- _Exercise prompt_
Starting with the first line of the records, write out each line exactly until you have included the line containing "Within one instance, the".
————
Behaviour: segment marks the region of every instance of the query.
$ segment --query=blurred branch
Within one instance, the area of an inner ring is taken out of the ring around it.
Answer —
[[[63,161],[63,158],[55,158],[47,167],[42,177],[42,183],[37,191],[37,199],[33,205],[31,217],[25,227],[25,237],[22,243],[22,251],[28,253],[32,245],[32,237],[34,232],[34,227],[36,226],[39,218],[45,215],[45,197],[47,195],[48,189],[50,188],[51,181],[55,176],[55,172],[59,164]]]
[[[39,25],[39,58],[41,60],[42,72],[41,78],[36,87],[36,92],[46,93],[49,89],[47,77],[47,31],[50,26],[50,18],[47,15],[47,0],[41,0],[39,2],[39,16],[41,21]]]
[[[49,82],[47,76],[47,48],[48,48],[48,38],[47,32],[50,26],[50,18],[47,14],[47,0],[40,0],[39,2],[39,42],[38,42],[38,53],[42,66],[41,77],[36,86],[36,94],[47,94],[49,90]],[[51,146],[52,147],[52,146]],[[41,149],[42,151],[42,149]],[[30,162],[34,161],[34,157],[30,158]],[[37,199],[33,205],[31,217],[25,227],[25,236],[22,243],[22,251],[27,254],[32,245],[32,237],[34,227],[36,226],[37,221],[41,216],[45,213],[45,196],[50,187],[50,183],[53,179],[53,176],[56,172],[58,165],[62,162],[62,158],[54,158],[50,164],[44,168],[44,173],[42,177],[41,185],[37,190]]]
————
- _Answer for the task_
Behaviour: segment marks the region of every instance of the query.
$ segment --query=blurred branch
Within one instance, the area of an inner ring is taken out of the ring around it.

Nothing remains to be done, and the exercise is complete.